COMPITI DA SVOLGERE:
**A)** Estrai dal brano sul Natale, parola per parola, il tratto che va da "In lui era la" a "nome era Giovanni.".
**B)** Prosegui il brano sul Natale dal punto in cui si ferma.

BRANO DA LEGGERE:
* * * * *

Sì, perché io sono una tua presenza. Sono il Natale di ogni giorno, e chi si è chinato sulla mia mangiatoia ora si rialza con uno sguardo diverso, capace di accogliere il mio destino. Quando una famiglia fa posto a chi non ne ha, anche la sua casa si trasforma e diventa castello. Solo tu, Architetto delle galassie, puoi trasformare le tane in case. Io che ero senza famiglia, ho pelle più fine e occhi più grandi, come i tuoi, Gesù bambino. Nel mio, è il tuo sguardo. Certo, io ho ricevuto, ma prima ho dato. Perché il punto di nascita di ogni gesto d'amore è l'abbraccio tenerissimo che uno riceve e poi ricambia. Non è mai il rovescio. Buon Natale, Gesù. A te e a me. A mamma e papà. Buon Natale a tutti i bambini del mondo».

Messa del giorno: Is 52, 7-10; Sal 97; Eb 1, 1-6; Gv 1, 1-18
In principio era il Verbo,
e il Verbo era presso Dio
e il Verbo era Dio.
Egli era, in principio, presso Dio:
tutto è stato fatto per mezzo di lui
e senza di lui nulla è stato fatto di ciò che esiste.
In lui era la vita
e la vita era la luce degli uomini;
la luce splende nelle tenebre
e le tenebre non l'hanno vinta.
Venne un uomo mandato da Dio:
il suo nome era Giovanni.
Egli venne come testimone
per dare testimonianza alla luce,
perché tutti credessero per mezzo di lui.
Non era lui la luce,
ma doveva dare testimonianza alla luce.
Veniva nel mondo la luce vera,
quella che illumina ogni uomo.
Era nel mondo
e il mondo è stato fatto per mezzo di lui;
eppure il mondo non lo ha riconosciuto.

* * * * *

RACCOLTA DATI:
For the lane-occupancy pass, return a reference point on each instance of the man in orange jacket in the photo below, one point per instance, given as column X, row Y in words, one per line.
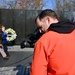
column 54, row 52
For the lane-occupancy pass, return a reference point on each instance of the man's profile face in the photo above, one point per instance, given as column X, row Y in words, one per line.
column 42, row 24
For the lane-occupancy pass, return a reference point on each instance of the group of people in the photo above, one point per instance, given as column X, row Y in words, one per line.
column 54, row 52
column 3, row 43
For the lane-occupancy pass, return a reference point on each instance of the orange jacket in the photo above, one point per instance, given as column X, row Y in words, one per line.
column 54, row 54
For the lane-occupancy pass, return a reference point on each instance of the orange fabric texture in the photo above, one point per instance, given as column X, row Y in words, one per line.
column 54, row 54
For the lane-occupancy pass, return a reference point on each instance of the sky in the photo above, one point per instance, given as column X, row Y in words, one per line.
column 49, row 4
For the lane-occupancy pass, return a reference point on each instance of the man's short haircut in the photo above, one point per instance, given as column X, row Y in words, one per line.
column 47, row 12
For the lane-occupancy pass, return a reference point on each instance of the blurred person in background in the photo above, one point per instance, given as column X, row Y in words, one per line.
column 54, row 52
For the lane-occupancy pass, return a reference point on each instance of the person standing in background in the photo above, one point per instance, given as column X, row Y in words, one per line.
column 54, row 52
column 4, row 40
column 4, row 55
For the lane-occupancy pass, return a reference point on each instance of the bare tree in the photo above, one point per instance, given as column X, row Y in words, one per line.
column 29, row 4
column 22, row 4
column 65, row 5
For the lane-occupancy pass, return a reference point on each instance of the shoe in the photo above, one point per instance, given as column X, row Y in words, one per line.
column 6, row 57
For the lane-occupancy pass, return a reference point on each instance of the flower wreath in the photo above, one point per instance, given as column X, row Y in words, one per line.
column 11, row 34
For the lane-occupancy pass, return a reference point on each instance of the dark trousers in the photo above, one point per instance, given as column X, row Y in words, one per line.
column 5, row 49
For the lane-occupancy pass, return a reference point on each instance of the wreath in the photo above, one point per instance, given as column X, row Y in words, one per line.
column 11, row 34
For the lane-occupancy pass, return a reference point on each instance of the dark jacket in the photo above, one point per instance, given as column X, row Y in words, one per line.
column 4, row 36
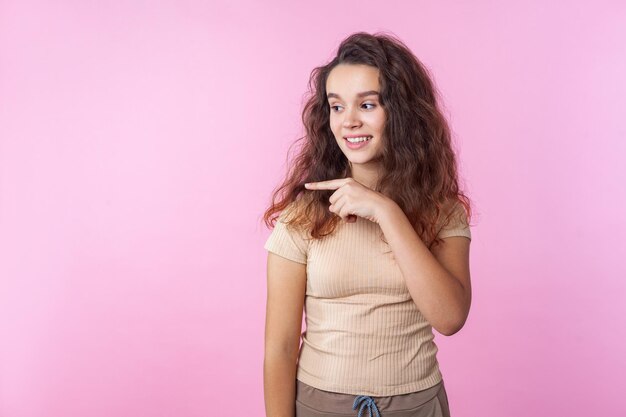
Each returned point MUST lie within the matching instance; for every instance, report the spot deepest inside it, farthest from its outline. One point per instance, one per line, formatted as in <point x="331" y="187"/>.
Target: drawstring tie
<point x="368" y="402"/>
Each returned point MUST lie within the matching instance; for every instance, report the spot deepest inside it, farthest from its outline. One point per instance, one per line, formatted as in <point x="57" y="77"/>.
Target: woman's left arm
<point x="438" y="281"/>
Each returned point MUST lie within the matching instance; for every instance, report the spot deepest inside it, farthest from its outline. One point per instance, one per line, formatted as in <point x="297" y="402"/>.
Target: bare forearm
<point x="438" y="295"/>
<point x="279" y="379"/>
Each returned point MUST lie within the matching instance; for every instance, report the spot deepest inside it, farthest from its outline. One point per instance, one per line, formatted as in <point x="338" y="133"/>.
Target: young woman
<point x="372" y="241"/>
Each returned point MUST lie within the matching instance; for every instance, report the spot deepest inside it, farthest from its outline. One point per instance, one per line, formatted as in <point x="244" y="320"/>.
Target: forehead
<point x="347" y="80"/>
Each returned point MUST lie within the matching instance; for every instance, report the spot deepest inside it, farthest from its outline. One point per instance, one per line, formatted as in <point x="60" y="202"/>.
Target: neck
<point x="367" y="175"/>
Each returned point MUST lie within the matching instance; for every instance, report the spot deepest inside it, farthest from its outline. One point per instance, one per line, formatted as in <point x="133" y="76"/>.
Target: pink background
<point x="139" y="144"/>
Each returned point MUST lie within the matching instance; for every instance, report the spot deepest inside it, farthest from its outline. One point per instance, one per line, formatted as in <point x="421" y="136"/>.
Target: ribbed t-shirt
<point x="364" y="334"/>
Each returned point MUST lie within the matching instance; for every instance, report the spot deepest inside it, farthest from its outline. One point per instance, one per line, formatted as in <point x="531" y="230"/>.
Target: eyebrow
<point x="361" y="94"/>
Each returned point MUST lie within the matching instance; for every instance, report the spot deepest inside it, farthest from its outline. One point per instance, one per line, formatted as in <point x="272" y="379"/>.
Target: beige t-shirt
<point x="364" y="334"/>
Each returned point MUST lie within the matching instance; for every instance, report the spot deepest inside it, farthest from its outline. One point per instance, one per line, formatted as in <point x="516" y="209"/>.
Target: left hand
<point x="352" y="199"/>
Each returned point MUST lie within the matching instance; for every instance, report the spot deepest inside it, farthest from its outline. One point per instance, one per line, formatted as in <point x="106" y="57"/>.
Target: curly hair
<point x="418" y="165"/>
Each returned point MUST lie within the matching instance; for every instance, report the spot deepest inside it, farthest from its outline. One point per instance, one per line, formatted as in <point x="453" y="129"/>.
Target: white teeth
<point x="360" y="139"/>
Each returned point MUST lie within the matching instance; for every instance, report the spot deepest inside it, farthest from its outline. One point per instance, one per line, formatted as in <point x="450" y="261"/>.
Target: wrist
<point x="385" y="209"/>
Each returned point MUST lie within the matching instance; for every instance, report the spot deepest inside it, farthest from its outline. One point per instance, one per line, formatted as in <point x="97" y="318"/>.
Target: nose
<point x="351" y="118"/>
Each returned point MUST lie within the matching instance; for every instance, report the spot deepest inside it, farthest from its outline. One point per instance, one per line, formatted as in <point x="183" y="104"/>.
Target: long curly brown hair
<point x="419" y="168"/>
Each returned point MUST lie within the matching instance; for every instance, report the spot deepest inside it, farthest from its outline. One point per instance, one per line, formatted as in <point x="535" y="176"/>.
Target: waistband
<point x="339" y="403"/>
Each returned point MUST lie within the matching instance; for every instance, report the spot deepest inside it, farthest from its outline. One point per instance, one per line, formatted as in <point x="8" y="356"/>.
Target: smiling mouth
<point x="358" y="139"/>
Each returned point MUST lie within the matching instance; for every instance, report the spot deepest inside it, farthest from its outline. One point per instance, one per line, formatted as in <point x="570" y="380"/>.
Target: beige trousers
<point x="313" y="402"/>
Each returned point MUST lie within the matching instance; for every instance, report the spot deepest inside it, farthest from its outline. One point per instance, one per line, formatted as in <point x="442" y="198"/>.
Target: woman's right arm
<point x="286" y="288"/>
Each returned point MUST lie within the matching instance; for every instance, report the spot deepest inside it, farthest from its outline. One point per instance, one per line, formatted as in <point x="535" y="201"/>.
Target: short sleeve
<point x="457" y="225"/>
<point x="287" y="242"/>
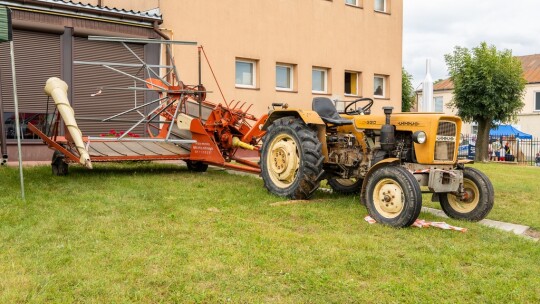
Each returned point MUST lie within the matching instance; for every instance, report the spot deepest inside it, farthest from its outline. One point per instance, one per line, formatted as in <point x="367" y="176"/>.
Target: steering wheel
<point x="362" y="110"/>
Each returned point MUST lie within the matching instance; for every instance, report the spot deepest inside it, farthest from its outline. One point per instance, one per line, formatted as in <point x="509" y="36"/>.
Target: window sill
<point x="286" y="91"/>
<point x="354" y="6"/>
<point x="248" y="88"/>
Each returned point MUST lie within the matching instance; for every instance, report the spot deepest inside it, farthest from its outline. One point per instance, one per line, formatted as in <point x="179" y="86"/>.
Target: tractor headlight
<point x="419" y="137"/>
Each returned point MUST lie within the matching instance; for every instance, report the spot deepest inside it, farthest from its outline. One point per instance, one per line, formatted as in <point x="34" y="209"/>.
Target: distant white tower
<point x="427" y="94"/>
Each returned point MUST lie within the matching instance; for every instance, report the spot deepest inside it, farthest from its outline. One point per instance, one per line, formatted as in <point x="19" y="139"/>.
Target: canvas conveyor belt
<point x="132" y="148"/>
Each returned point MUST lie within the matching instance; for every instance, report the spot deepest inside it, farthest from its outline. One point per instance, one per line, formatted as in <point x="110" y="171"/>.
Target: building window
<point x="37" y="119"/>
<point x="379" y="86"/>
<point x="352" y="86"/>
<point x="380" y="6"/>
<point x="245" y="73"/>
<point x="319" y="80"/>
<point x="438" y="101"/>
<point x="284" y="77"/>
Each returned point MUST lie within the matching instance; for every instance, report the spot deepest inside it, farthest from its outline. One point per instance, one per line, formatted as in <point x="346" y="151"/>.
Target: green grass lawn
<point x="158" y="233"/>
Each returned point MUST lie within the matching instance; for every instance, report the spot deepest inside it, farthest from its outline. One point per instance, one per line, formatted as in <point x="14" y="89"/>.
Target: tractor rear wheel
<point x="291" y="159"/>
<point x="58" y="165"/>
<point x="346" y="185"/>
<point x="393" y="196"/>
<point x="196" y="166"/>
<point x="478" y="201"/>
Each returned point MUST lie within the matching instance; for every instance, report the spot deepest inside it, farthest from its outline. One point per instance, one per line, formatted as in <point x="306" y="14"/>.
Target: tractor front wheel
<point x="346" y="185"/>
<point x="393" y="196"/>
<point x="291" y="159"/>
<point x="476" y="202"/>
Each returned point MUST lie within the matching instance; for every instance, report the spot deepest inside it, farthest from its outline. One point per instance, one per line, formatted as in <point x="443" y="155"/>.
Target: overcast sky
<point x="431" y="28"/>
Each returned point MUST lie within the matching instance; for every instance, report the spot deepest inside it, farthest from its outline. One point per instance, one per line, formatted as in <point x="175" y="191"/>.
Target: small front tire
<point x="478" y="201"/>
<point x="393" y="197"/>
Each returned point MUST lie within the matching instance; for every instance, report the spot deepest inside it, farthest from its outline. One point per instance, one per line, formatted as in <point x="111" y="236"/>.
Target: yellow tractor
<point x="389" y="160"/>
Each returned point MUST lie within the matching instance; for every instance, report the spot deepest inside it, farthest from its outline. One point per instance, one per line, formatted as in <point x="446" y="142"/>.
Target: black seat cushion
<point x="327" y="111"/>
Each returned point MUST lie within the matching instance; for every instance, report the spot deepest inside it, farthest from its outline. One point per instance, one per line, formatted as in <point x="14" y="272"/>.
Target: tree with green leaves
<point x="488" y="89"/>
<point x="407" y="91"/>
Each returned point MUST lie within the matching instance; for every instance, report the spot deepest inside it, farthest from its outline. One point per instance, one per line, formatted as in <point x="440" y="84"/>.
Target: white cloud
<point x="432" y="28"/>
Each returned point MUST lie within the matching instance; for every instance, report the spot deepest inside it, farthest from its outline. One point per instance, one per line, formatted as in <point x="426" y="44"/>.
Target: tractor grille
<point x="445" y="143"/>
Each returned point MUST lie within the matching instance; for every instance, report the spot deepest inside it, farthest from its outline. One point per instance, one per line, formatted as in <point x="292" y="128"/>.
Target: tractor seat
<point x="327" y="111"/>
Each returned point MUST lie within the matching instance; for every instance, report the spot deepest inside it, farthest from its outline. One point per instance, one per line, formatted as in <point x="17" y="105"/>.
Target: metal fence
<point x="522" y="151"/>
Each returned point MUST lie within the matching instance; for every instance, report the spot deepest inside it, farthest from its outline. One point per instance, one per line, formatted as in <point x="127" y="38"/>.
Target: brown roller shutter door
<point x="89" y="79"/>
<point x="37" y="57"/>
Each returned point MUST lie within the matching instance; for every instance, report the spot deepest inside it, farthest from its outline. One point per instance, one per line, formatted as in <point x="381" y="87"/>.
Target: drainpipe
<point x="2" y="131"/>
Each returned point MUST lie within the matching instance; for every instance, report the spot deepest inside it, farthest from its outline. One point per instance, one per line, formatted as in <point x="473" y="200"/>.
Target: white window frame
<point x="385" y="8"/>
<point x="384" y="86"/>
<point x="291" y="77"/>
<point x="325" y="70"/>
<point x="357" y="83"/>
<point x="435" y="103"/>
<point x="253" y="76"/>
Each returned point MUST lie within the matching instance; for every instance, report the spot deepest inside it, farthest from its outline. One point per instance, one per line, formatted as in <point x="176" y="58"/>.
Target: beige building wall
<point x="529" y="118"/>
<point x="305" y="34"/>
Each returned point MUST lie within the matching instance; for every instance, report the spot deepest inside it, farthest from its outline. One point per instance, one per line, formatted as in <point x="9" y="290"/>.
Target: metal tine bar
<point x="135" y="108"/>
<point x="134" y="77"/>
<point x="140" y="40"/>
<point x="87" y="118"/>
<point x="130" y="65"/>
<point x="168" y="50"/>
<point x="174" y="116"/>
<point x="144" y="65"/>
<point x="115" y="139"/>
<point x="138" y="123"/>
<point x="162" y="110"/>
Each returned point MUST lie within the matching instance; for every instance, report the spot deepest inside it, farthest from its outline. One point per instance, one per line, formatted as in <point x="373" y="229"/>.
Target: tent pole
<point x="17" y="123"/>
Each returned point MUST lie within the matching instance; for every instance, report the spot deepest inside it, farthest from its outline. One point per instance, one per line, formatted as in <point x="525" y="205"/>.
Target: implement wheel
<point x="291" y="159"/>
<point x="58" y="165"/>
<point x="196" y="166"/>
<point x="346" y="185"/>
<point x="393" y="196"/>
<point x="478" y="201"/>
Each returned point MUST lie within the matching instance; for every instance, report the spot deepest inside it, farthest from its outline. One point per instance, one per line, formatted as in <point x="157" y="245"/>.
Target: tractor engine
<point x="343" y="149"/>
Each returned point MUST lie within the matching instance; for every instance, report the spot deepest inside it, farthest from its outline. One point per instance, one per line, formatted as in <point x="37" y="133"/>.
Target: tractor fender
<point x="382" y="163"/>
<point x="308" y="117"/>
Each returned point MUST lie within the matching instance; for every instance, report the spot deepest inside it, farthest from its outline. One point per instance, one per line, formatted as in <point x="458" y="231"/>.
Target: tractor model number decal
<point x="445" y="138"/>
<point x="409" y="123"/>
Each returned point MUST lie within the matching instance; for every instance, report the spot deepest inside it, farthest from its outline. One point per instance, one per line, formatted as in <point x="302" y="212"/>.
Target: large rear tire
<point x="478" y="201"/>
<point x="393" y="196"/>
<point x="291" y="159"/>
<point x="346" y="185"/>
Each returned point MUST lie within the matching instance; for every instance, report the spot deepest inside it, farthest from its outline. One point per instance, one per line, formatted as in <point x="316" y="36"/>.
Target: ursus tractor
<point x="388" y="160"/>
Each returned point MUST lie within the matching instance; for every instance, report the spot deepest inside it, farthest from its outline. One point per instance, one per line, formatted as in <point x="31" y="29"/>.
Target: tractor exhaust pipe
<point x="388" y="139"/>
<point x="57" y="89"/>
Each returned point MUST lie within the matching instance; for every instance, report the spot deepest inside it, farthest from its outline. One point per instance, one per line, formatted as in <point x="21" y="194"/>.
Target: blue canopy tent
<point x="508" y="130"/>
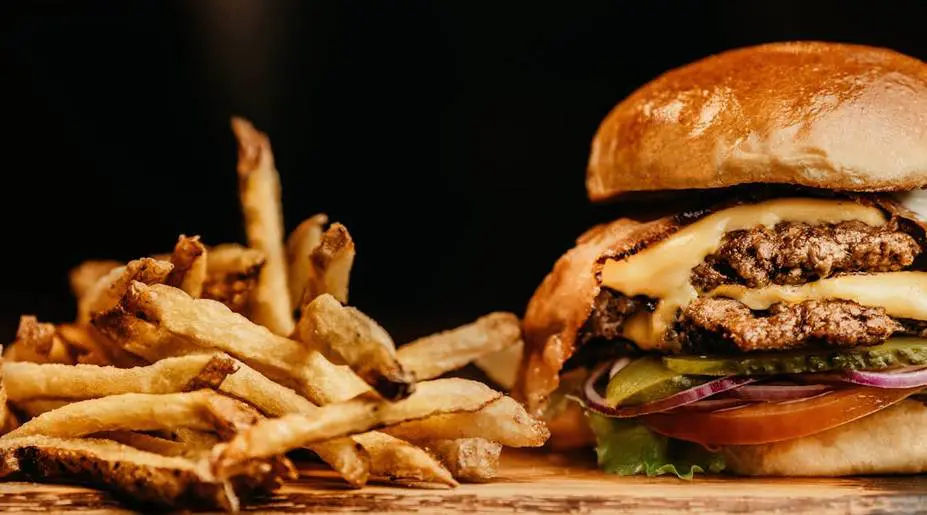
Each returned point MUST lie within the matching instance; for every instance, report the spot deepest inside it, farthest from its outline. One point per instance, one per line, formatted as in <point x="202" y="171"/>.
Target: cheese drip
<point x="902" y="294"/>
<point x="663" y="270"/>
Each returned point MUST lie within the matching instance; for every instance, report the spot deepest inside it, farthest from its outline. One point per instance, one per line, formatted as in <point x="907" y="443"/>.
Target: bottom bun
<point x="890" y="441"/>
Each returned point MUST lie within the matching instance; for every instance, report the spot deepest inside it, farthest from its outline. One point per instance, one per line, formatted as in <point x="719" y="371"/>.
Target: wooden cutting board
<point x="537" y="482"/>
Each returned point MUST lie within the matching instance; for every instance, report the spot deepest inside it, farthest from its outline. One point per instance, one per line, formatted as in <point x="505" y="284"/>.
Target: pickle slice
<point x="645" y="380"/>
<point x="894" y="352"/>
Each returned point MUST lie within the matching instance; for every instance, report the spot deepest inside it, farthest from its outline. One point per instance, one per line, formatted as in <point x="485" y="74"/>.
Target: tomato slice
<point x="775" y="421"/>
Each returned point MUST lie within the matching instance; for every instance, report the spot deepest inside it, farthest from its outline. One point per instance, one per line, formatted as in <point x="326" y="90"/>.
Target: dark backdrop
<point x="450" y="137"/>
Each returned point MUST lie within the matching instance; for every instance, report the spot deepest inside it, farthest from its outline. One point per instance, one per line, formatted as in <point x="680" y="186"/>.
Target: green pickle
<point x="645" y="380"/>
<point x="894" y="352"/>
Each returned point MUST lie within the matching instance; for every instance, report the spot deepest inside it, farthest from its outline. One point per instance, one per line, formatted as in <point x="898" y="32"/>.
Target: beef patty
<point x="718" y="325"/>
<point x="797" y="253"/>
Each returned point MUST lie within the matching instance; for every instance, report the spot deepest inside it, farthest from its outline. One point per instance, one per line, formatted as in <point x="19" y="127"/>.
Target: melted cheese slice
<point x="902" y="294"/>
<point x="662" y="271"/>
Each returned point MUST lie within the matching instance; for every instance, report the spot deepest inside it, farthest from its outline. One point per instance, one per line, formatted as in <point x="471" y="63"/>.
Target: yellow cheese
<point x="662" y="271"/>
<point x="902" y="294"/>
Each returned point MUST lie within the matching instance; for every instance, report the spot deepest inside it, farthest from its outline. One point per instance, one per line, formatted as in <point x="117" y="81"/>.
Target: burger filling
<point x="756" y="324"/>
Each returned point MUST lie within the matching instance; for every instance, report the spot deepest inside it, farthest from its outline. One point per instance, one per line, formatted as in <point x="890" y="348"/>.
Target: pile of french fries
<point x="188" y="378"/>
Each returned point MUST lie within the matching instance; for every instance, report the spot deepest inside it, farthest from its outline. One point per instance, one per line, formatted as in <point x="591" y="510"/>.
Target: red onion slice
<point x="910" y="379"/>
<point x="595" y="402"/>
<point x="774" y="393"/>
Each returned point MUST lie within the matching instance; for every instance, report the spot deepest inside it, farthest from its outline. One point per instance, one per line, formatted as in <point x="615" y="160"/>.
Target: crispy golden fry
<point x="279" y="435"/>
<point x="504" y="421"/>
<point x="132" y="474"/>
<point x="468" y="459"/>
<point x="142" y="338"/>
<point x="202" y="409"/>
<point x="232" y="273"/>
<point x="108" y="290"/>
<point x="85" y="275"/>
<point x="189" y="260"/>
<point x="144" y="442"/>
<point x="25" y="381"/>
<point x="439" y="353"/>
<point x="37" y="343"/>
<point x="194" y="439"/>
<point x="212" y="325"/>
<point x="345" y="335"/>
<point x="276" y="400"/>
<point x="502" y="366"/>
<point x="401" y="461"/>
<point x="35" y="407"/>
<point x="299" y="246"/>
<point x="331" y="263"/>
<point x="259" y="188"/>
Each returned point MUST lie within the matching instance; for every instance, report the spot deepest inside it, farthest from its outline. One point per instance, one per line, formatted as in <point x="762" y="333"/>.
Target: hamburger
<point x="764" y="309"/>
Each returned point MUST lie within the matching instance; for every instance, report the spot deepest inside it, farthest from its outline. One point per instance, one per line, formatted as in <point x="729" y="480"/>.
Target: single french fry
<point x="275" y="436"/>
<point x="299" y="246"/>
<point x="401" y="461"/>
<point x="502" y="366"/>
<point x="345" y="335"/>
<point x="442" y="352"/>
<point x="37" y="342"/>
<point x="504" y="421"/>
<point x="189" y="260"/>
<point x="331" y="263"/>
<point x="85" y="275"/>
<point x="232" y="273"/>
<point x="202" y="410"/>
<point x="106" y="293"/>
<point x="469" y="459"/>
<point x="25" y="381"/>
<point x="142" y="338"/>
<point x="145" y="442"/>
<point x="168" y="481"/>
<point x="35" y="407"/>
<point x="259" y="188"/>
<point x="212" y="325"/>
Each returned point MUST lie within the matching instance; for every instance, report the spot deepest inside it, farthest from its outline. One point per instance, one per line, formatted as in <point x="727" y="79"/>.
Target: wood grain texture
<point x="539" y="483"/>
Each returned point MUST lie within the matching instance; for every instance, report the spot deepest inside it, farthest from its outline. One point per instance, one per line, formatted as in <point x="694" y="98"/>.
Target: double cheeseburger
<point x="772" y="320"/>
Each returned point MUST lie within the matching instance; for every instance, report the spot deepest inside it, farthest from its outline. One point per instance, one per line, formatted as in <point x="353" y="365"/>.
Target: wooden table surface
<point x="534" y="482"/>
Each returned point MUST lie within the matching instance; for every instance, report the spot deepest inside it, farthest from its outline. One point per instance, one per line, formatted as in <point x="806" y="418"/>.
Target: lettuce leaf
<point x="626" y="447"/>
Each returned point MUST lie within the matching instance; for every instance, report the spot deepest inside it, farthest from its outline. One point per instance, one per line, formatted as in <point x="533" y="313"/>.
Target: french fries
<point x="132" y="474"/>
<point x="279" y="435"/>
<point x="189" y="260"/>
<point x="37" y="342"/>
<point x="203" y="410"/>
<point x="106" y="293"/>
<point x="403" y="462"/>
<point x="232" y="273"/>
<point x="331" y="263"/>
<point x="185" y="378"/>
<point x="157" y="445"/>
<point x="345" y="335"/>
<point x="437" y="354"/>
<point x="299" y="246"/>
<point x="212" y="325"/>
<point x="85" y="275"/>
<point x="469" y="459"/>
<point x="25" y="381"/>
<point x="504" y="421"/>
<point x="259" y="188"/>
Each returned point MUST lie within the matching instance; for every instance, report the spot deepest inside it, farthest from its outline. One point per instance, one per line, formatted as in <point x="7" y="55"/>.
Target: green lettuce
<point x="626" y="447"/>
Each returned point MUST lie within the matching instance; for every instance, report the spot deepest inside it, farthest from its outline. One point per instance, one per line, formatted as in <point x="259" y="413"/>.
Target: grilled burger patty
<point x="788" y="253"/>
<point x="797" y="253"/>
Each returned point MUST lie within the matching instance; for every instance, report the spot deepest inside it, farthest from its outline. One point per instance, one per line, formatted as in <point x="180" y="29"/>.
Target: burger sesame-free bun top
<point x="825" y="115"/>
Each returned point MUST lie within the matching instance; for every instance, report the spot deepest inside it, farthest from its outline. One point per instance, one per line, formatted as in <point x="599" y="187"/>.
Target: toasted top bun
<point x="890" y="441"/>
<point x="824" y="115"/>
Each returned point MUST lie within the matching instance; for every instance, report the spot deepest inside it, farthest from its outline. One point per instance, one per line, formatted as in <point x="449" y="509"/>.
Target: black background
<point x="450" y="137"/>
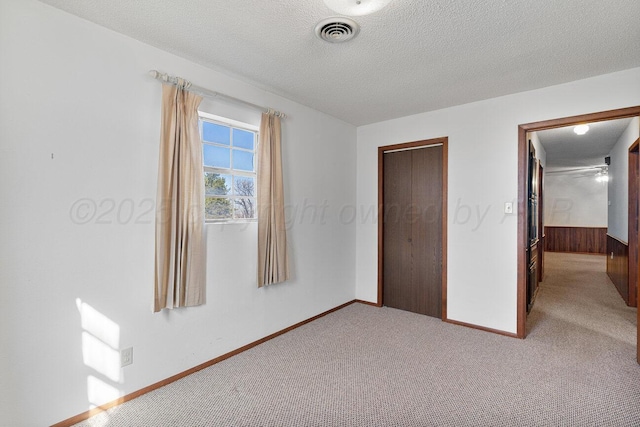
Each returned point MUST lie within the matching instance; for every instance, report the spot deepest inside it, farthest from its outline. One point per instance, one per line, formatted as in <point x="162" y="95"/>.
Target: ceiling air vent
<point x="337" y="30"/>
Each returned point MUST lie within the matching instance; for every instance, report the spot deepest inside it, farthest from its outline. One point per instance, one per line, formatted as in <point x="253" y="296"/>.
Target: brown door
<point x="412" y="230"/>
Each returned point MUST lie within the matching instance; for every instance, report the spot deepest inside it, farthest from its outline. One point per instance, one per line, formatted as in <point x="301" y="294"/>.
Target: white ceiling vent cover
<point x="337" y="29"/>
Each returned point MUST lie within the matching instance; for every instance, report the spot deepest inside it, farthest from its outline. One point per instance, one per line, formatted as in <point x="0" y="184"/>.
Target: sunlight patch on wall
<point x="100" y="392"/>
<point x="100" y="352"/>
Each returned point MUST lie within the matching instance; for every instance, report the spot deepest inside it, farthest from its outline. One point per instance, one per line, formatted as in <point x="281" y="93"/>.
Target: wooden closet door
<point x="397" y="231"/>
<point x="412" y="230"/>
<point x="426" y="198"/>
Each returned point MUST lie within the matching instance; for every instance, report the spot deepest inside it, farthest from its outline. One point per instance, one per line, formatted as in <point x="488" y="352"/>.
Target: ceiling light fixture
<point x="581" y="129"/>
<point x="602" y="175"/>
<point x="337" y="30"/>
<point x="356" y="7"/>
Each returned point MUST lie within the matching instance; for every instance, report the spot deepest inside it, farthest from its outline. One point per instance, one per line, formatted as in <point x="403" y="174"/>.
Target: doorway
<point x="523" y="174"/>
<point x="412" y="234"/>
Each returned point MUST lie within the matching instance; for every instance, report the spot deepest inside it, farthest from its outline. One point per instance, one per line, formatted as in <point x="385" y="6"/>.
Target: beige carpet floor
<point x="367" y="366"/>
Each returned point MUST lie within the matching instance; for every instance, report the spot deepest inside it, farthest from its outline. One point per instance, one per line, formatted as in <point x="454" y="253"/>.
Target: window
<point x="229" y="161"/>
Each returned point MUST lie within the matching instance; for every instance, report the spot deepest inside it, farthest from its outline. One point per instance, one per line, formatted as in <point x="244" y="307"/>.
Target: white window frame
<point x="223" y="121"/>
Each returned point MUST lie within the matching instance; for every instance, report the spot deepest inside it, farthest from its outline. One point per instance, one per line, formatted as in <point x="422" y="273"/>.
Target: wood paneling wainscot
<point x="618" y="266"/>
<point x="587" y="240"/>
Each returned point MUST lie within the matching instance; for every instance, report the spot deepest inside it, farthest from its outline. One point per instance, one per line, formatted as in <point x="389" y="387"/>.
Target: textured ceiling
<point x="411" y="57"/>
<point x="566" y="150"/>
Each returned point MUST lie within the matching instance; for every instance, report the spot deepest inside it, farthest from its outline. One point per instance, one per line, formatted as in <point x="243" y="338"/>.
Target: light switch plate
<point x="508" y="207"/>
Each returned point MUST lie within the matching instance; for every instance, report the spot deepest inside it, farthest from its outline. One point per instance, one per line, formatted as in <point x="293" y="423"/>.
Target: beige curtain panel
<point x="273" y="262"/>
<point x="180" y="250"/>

* * * * *

RISULTATI FINALI:
**A)**
In lui era la vita
e la vita era la luce degli uomini;
la luce splende nelle tenebre
e le tenebre non l'hanno vinta.
Venne un uomo mandato da Dio:
il suo nome era Giovanni.

**B)**
Venne fra i suoi,
e i suoi non lo hanno accolto.
A quanti però lo hanno accolto
ha dato potere di diventare figli di Dio:
a quelli che credono nel suo nome,
i quali, non da sangue
né da volere di carne
né da volere di uomo,
ma da Dio sono stati generati.
E il Verbo si fece carne
e venne ad abitare in mezzo a noi;
e noi abbiamo contemplato la sua gloria,
gloria come del Figlio unigenito
che viene dal Padre,
pieno di grazia e di verità.
Giovanni gli dà testimonianza e proclama:
«Era di lui che io dissi:
Colui che viene dopo di me
è avanti a me,
perché era prima di me».
Dalla sua pienezza
noi tutti abbiamo ricevuto:
grazia su grazia.
Perché la Legge fu data per mezzo di Mosè,
la grazia e la verità vennero per mezzo di Gesù Cristo.
Dio, nessuno lo ha mai visto:
il Figlio unigenito, che è Dio
ed è nel seno del Padre,
è lui che lo ha rivelato.
Identificato nella iconografia sacra dalla figura dell'aquila, Giovanni, l'apostolo prediletto, è l'evangelista delle altezze, delle visioni vertiginose. Ne è esempio il prologo del suo Vangelo. Contiene – ripetute, perché si imprimano nella memoria – le grandi verità della fede: la preesistenza divina del Verbo, Figlio di Dio eterno insieme al Padre; l'incarnazione del Verbo; l'adozione a figli di Dio di coloro che credono in lui. Gesù è la Sapienza di Dio; quando pianta la tenda in mezzo a noi, rivela agli uomini il volto del Padre. È la Parola ultima di Dio, la stessa che ha creato il mondo e che continua a dividere la storia in tenebre e luce, come in un quadro a forti contrasti.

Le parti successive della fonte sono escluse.